March 15, 2010, is a date that will never be found in the history books, yet it’s an important one for Louisiana residents: It’s the day the Louisiana Health Care Quality Forum received word from the Office of the National Coordinator for Health Information Technology (ONC) that we’d been awarded a grant to build a statewide health information exchange (HIE) in Louisiana.
There were only six of us in a small office on that date four years ago, but there were countless individuals across the state who helped work on the grant proposal. Today, the Quality Forum has grown to include 35 employees and moved to a larger office, and our list of collaborative partners continues to expand. But one thing hasn’t changed: our volunteer board, committees and other volunteers remain the key to our success.
After the initial award, we focused on stakeholder engagement – bringing together providers, payers, and consumer representatives to plan a path for health information exchange in Louisiana. We went on to launch LaHIE in November 2011. Our pilot hospitals, Lafayette General and Opelousas General, continue to be recognized for their innovation, most recently receiving recognition for being among the "Most Wired" hospitals in the nation. Meeting so many of our hospitals, providers and stakeholders and seeing their enthusiasm for what health IT can do to improve care in their communities has been our extreme pleasure.

=======

ACTIVITIES -
A: Transcribe the passage about the Louisiana Health Care Quality Forum from "There were only" to "to our success.".
B: According to the passage about the Louisiana Health Care Quality Forum, when was LaHIE launched?

[Entries drawn from a collection]
=======

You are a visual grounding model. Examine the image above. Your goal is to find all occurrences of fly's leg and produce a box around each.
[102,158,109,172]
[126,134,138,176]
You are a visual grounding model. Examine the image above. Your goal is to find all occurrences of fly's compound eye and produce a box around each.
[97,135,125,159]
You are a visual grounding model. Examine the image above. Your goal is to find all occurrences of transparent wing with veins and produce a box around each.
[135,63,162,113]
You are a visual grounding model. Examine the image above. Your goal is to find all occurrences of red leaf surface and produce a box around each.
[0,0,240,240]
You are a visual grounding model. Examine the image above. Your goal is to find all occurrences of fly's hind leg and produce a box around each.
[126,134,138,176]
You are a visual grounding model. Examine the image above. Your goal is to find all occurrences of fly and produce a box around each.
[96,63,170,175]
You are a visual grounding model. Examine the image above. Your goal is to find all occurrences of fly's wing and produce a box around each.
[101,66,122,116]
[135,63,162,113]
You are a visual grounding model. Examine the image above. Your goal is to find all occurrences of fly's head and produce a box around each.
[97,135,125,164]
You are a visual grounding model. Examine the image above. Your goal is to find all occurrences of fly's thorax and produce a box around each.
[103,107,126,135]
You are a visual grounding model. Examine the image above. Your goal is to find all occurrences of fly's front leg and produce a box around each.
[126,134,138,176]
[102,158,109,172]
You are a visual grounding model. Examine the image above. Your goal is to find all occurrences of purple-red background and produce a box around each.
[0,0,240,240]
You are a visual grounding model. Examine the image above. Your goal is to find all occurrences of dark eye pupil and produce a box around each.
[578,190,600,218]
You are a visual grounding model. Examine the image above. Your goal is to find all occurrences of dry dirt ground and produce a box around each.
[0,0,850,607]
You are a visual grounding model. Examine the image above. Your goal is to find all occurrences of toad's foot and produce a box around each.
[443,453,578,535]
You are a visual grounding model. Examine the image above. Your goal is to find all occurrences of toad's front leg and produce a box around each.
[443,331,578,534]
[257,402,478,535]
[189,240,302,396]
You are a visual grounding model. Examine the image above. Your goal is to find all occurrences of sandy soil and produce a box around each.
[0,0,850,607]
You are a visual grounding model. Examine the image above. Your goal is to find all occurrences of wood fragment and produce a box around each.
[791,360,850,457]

=======

ANSWERS IN ORDER -
A:
There were only six of us in a small office on that date four years ago, but there were countless individuals across the state who helped work on the grant proposal. Today, the Quality Forum has grown to include 35 employees and moved to a larger office, and our list of collaborative partners continues to expand. But one thing hasn’t changed: our volunteer board, committees and other volunteers remain the key to our success.

B: November 2011